▸ What this task involves: Rewrite the passage of the septic shock abstract starting with "Interventions: Collection of" and going on through "period of 4 days.", changing "plasma" to "serum".

▸ Excerpt:
=-=-=

Objective: Interest has recently focused on the use of neurohormonal markers such as atrial natriuretic peptide (ANP) and brain natriuretic peptide (BNP) as indices of left ventricular systolic dysfunction and prognosis in heart failure. Also, peptides belonging to the interleukin-6 (IL-6) family have been shown to induce ANP and BNP secretion. We hypothesized that BNP and ANP spillover in the peripheral circulation reflects left ventricular dysfunction and IL-6 production in septic shock.
Design and setting: Retrospective, clinical study in the medical intensive care unit of a university hospital.
Patients and participants: 17 patients with septic shock and 19 control subjects.
Interventions: Collection of clinical and demographic data in relation to ANP, BNP, IL-6, and soluble TNF receptors (sTNF-R-p55, sTNF-R-p75) in plasma over a period of 4 days.

=-=-=

▸ Information given:
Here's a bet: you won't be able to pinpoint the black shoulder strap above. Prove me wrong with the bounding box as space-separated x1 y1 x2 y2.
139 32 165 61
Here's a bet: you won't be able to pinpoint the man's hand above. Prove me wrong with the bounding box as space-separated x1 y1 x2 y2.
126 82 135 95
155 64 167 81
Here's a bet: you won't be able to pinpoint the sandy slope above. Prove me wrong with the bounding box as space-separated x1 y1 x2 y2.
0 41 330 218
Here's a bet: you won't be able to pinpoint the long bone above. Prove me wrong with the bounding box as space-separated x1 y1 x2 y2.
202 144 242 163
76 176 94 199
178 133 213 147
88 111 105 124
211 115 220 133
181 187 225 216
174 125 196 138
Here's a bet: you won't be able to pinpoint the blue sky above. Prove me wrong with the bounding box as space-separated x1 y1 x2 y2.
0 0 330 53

=-=-=

▸ Your response:
Interventions: Collection of clinical and demographic data in relation to ANP, BNP, IL-6, and soluble TNF receptors (sTNF-R-p55, sTNF-R-p75) in serum over a period of 4 days.